> _WORK INSTRUCTION_: Print verbatim the lines of the entries from the one containing "Return a point for each instance of the stack" to the last, inclusive, and no others.

Natural language region descriptions
*-*-*

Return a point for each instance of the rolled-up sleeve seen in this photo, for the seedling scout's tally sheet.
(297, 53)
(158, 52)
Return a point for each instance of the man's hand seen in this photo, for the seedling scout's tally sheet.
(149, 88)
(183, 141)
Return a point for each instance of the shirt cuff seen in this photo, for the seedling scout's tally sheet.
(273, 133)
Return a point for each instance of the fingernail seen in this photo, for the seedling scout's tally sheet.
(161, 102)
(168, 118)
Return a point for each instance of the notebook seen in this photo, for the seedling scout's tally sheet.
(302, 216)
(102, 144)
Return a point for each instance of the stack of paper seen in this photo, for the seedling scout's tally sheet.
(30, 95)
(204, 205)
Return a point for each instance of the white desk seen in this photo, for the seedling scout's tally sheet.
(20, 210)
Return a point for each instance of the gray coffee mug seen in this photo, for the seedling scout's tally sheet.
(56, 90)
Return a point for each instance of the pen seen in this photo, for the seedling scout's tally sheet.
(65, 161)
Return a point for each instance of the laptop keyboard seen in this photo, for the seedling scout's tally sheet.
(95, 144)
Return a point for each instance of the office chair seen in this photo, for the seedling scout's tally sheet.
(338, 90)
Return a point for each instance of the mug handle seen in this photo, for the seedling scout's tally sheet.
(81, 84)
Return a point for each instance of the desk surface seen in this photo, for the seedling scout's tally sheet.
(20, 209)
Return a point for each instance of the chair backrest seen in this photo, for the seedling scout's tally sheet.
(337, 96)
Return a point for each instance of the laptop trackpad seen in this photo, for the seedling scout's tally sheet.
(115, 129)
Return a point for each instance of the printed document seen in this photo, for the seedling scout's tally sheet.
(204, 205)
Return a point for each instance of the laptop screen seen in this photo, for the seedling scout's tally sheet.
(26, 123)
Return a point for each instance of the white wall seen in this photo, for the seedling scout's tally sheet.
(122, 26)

*-*-*

> _RESPONSE_:
Return a point for each instance of the stack of paper seen in this photo, for the seedling scout's tally sheet.
(30, 95)
(204, 205)
Return a point for each instance of the white desk seen in this photo, for the seedling scout's tally sheet.
(20, 210)
Return a point for each instance of the gray coffee mug seen in this photo, for the seedling scout's tally sheet.
(56, 90)
Return a point for each instance of the pen seen in this photo, for the seedling scout's tally sheet.
(65, 161)
Return a point for each instance of the laptop keyboard seen in this photo, for the seedling scout's tally sheet.
(95, 144)
Return a point for each instance of the office chair seen in this photo, for the seedling scout's tally sheet.
(338, 90)
Return a point for each instance of the mug handle seen in this photo, for the seedling scout's tally sheet.
(81, 84)
Return a point for each instance of the desk surface seen in this photo, for the seedling scout's tally sheet.
(20, 209)
Return a point for each instance of the chair backrest seen in this photo, for the seedling scout's tally sheet.
(337, 96)
Return a point for each instance of the laptop trackpad seen in this photo, for the seedling scout's tally sheet.
(115, 129)
Return a point for each instance of the printed document seen in this photo, for the seedling scout's tally sheet.
(204, 205)
Return a point for each instance of the laptop screen seen in this photo, for the seedling scout's tally sheet.
(26, 123)
Return a point for each instance of the white wall seen in this photo, for the seedling scout's tally sheet.
(122, 26)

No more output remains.